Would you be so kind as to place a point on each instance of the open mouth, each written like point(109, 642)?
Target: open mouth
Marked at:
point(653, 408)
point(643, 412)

# # #

#### TAREFA A REALIZAR:
Por favor, apresente as linhas de todas as entradas acima em forma de lista numerada, deixando de fora as linhas em branco.

#### A RESPOSTA:
1. Would you be so kind as to place a point on each instance of the open mouth, each written like point(109, 642)?
2. Target: open mouth
3. Marked at:
4. point(653, 408)
5. point(643, 412)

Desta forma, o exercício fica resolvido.